**Instructions for the task**
Extend the commentary on Todd Akin's abortion remark below, picking up after its final sentence.

═══ Exercise passage

Missouri Senate candidate Todd Akin is in trouble again, this time for saying there are doctors "giving abortions to women who are not actually pregnant."
The journalists reporting on that "gaffe" just assume - without presenting evidence - that Akin is wrong.
"Is it Akin, or is it The Onion?" a US News writer wonders.
A Huffington Post writer says, it is "particularly puzzling, since, by definition, an abortion cannot be performed if there is no pregnancy."
But they're wrong, as I was surprised to find out during my consumer reporting days. As I write in my book Give Me A Break:
I had heard some doctors were so greedy they'd perform abortions on women who weren't pregnant. In the era before home pregnancy tests the crooked doctors could take advantage of women whose periods were late. They would simply test their urine, tell them they were pregnant and pretend to give them abortions.

══════
═══ Data listing

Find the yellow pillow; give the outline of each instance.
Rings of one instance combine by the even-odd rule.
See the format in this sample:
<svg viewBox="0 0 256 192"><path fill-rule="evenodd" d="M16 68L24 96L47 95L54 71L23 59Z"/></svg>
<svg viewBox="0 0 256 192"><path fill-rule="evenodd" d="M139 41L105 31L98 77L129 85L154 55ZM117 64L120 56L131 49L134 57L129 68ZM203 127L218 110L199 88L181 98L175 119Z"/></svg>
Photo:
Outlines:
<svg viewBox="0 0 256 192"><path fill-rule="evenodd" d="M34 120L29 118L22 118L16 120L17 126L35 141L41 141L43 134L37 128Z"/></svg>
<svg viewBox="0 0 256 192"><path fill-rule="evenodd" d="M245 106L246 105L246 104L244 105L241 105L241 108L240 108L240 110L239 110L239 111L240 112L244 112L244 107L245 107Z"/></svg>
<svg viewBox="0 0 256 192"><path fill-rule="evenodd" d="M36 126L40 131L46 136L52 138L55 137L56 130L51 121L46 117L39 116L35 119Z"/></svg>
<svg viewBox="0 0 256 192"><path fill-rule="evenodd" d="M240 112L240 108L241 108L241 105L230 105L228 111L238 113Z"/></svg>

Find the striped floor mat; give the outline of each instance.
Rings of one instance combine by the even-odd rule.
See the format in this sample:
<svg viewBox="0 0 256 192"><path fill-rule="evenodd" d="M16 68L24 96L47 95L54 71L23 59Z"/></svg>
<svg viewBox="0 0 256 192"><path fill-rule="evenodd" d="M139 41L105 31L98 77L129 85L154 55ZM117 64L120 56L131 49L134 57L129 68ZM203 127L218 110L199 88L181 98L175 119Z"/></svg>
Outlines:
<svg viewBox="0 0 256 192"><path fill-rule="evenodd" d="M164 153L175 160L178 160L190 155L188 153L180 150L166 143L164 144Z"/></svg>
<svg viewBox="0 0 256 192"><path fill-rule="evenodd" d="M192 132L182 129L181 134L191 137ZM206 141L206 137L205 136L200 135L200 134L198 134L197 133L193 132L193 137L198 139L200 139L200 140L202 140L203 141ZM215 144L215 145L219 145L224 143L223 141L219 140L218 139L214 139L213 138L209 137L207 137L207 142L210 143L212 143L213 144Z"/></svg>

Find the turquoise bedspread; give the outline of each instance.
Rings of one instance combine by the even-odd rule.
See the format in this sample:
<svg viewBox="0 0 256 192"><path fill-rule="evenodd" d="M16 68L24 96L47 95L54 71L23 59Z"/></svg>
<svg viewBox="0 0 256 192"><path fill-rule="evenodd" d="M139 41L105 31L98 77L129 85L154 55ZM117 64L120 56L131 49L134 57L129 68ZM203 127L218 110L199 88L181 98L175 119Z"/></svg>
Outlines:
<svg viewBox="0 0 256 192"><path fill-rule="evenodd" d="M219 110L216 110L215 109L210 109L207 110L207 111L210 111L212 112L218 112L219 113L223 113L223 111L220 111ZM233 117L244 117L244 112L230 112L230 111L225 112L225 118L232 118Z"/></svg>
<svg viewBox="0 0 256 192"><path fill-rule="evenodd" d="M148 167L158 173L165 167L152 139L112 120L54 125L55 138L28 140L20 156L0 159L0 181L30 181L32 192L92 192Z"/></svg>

══════

**Exercise result**
To catch them, I sent two female researchers to six abortion doctors with samples of my urine for testing. Two of the six clinics told the women they were pregnant and tried to abort them. They had to jump off the tables and shout, "No! I've changed my mind!" or the doctors would have gone ahead. We got the conversations on tape and broadcast them. Both doctors closed their clinics and disappeared.
I disagree with Akin about abortion. And I would think that, today, it is much harder for doctors to con people thanks to home pregnancy tests. But journalists should check it out first, rather than just sneering.